Slower profit growth ahead, warn analysts

Slower profit growth ahead, warn analysts


Volatile markets, higher raw material costs and possible US recession could hurt bottom lines


CORPORATE Singapore enjoyed a sparkling first quarter despite the threat of a worldwide economic slowdown, spiralling inflation and a global credit crunch.


And while analysts warn that the road ahead will get rougher, results from the three months ended March 31 should help bolster confidence.


By 7pm yesterday – the 45-day reporting deadline – 312 companies had reported results for the three months ended March 31.


Their combined net earnings were up 17 per cent to $7.91 billion compared to last year, but 41 firms were in the red.


Although the year-on-year numbers were impressive, analysts point to a sequential slowdown in earnings growth relative to the previous quarter. And these figures are tipped to dip even more in the coming quarters.


‘The outlook appears cautious in most companies. We will be lucky if we can see growth of just under 10 per cent. The results are likely to be neutral to slightly negative in the coming quarters,’ NRA Capital managing director Kevin Scully said.


Factors such as currency volatility, a rise in raw material costs and an expected recession in the United States may dampen the bottom lines of companies in Singapore.


The numbers themselves pointed to some standout performers, particularly palm oil firms Wilmar International and Golden Agri-Resources.


They were fifth and second, respectively, on the profit chart.


Higher commodity prices enabled Wilmar to post a 590 per cent jump in profit to US$343 million (S$473.8 million).


A Goldman Sachs report on the firm noted: ‘Overall, no major change to our earnings estimates, but we see upside risks to our forecasts on potentially higher processing margins.’


Golden Agri’s profit shot up 102 per cent to US$442.8 million. However, this included a US$307 million net gain in the fair value of the company’s biological assets.

[Point-per-instance localization data]

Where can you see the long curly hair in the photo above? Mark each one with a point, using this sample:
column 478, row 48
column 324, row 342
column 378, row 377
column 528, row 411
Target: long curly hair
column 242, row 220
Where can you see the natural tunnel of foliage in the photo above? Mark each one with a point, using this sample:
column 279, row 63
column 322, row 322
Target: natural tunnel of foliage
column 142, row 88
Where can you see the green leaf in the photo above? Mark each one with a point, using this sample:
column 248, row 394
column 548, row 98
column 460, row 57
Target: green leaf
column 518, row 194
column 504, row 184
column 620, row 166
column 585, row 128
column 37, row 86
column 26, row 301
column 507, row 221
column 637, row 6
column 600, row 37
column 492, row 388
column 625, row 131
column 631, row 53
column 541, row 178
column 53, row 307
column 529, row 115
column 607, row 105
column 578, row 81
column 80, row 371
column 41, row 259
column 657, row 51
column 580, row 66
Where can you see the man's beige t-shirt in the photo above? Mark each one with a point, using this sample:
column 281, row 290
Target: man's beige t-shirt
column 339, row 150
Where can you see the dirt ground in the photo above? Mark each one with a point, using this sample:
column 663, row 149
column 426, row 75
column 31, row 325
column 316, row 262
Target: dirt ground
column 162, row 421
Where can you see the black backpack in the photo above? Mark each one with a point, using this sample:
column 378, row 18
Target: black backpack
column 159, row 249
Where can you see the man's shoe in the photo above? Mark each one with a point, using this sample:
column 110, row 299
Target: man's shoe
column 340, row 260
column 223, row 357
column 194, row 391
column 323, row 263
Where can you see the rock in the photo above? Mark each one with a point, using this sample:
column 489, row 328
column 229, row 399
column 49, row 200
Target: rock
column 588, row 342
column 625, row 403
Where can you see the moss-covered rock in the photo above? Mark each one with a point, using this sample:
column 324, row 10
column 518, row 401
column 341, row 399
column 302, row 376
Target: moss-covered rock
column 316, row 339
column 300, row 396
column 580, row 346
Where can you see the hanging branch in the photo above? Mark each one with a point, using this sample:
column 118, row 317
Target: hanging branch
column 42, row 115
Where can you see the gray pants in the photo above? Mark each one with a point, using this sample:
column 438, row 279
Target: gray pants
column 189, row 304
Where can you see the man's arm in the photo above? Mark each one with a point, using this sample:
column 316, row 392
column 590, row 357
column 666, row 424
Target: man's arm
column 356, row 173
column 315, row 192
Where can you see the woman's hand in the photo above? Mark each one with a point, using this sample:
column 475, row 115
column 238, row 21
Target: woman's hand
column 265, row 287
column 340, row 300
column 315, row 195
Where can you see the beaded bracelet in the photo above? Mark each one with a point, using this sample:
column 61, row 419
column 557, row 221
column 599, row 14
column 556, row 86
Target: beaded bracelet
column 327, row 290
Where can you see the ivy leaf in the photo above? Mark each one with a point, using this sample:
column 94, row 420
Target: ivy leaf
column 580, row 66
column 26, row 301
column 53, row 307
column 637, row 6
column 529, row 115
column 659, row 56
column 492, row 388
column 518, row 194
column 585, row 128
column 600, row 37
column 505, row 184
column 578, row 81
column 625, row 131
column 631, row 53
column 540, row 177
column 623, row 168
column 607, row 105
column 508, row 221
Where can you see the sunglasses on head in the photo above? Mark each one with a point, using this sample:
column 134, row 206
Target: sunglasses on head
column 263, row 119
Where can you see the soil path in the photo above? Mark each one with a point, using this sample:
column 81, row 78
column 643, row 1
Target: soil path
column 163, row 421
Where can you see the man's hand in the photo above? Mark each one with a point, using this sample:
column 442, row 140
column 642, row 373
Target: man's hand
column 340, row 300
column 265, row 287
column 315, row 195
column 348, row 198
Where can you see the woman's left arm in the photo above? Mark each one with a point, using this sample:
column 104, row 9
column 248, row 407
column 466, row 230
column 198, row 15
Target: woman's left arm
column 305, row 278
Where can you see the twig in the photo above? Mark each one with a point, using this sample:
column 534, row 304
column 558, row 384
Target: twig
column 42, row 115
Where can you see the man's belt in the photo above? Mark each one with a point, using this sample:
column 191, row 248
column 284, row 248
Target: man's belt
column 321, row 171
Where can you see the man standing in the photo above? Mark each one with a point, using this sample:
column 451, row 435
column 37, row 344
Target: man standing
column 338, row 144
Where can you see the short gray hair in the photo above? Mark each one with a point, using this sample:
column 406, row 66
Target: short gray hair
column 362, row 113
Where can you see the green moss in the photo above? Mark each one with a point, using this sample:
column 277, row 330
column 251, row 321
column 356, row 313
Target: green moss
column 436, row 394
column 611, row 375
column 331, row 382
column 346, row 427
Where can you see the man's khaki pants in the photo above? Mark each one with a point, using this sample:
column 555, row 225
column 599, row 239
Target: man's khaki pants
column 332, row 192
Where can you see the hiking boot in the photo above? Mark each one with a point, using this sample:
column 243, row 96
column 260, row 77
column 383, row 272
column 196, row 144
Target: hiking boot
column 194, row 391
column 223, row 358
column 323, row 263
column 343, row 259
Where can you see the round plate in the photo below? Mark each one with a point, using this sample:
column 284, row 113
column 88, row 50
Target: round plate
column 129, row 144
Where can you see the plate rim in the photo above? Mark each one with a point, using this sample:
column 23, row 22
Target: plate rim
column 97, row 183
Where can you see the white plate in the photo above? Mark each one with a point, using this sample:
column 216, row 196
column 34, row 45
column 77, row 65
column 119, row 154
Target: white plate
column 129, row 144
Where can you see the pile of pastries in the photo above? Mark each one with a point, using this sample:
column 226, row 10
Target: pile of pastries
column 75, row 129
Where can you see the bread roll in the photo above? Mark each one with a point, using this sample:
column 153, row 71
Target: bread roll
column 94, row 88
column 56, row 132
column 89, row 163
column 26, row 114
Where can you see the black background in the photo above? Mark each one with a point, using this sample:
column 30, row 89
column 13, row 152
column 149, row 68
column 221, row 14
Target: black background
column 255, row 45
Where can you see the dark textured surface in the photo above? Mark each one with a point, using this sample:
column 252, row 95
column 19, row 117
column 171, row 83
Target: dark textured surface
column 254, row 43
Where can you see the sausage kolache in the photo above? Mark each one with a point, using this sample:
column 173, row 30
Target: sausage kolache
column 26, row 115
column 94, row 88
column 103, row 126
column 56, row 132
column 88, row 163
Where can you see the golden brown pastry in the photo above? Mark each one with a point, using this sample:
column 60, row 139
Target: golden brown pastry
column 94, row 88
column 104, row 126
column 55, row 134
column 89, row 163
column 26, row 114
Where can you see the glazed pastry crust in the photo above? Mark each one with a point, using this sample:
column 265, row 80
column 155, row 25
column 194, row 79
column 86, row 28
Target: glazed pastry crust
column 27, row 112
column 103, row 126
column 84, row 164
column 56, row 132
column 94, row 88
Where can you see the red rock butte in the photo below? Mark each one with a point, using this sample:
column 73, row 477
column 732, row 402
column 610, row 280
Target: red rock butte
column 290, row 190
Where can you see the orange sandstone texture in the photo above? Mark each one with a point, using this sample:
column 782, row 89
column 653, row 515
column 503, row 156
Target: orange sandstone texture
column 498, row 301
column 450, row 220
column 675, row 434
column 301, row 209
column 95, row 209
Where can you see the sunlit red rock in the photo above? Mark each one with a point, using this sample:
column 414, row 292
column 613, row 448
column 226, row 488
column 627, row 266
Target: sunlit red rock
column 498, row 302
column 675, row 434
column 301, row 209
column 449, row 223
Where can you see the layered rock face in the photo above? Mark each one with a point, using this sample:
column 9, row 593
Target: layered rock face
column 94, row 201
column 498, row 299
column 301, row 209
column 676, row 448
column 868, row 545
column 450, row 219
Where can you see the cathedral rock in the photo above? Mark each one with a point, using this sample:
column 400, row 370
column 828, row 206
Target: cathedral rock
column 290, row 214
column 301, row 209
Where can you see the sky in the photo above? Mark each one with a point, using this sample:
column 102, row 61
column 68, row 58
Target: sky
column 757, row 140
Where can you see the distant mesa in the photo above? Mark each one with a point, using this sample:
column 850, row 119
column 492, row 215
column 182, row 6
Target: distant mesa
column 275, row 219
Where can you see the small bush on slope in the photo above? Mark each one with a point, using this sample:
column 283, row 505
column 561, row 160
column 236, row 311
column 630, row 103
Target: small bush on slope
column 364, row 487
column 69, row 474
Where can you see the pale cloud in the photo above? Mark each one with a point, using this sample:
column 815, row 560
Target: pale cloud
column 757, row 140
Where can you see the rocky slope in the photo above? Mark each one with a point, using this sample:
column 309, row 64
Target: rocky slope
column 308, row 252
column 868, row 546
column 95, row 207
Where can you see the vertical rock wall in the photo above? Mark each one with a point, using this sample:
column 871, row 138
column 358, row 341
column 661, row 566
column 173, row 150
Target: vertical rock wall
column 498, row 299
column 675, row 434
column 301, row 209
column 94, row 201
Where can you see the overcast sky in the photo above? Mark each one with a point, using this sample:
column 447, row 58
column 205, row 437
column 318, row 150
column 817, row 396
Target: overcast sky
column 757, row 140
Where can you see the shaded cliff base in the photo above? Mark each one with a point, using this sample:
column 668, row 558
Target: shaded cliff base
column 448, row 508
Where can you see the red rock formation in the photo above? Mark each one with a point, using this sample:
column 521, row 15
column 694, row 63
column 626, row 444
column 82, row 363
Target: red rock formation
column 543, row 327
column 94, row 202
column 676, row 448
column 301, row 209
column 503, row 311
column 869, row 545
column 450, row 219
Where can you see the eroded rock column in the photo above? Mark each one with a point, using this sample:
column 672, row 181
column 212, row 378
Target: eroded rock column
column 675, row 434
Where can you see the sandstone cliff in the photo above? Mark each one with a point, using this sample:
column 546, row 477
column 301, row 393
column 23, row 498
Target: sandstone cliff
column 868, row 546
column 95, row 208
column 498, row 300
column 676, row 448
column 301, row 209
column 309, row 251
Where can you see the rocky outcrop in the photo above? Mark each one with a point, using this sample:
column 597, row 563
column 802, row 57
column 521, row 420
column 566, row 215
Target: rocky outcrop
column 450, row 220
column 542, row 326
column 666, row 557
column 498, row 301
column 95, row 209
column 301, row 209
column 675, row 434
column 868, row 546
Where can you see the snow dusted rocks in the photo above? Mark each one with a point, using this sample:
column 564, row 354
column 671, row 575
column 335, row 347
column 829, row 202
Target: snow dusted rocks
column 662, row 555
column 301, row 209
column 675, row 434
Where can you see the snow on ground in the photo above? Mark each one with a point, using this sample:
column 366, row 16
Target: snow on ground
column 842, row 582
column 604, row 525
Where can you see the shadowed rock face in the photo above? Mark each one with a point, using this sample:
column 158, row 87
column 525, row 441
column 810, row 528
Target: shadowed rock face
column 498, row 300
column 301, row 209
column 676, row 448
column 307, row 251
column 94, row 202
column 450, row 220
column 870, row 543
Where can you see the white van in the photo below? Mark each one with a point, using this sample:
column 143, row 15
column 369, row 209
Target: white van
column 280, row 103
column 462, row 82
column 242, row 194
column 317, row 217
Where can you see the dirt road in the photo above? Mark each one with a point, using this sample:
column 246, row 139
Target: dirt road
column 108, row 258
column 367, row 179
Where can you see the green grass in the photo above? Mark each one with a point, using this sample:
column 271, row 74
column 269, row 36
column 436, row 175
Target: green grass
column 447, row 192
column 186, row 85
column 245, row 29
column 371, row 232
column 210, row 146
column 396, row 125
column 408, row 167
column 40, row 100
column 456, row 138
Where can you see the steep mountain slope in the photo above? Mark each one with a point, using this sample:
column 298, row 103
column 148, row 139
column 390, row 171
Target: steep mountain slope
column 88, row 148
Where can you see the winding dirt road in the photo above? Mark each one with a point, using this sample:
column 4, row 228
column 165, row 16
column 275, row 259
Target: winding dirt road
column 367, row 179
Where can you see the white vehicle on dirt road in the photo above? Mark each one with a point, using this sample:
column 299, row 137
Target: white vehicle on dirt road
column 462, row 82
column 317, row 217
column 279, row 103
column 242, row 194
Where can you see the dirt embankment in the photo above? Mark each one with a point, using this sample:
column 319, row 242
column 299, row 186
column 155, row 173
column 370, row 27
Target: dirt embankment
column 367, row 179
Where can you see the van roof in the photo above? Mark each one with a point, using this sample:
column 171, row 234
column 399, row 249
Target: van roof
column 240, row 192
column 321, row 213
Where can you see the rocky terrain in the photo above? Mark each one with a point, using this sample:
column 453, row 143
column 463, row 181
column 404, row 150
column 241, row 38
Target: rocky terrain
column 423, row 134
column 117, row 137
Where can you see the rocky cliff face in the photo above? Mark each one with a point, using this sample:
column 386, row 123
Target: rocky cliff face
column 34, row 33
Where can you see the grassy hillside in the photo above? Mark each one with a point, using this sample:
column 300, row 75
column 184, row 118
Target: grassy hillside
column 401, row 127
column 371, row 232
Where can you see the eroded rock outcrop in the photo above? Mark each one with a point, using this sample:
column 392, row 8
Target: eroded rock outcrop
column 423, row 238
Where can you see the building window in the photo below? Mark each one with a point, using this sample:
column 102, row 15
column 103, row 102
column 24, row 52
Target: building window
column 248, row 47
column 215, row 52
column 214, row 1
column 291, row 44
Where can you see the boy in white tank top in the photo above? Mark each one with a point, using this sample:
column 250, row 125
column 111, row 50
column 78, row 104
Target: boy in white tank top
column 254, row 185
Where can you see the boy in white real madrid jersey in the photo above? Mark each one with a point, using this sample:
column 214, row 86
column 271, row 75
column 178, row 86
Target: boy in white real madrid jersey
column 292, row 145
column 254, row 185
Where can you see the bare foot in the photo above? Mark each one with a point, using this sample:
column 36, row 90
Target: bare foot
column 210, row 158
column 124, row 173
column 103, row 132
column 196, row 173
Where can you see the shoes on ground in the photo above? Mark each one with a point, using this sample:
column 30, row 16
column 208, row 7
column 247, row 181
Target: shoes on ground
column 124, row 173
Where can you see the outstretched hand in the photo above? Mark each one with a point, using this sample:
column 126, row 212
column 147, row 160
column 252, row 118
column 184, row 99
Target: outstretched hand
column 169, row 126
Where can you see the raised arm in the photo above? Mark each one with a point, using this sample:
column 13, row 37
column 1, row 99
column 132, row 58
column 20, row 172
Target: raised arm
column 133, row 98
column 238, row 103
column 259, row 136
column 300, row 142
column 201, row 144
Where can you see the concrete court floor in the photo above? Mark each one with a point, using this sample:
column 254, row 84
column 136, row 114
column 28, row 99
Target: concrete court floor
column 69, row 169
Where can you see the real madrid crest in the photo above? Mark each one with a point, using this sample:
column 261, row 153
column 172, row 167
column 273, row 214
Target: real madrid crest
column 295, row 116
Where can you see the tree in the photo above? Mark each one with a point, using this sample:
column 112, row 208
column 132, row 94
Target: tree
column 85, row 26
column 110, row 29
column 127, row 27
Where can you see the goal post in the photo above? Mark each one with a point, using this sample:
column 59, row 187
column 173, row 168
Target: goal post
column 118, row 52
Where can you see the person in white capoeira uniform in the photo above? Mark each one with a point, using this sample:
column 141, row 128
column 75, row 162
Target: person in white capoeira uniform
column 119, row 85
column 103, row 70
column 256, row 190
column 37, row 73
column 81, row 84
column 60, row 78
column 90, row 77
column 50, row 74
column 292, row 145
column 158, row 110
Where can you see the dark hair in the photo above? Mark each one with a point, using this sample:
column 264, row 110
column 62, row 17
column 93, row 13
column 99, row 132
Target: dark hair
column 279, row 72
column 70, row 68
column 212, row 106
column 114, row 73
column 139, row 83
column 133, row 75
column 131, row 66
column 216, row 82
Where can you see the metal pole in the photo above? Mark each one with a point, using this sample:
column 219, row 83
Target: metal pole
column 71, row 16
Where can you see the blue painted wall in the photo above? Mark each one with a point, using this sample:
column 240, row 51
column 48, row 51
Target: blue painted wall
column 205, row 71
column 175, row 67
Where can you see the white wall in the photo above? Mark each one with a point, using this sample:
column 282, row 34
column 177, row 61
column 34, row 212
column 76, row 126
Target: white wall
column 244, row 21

▸ **Requirement**
Carry on the article on Singapore corporate earnings from the point where it stops. The items were drawn from a source unrelated to the article on Singapore corporate earnings.

▸ **Expected answer**
The property sector had a mixed outing. Some companies experienced a contraction because of the absence of one-off gains, while others were hurt by weaker market sentiment.


But there was cheer for City Developments (CDL), with profits up 31 per cent to $164.97 million despite a quiet market.


A DBS Vickers report noted: ‘CDL will continue to recognise revenue from its sold-out property developments, while enjoying positive rental reversions on its investment portfolio.


‘It’ll be a prime beneficiary when market sentiment recovers.’


The three local banks emerged almost unscathed from the global credit turmoil, with none disappointing in earnings.


But an economic slowdown in Singapore is likely to dampen loans growth and could result in a higher risk of defaults.


Likewise, analysts warn of a bumpy ride ahead for companies in the transport and technology sectors.


For example, soaring crude oil prices could hurt margins in transport firms while a slowdown in the United States would dampen business for technology players.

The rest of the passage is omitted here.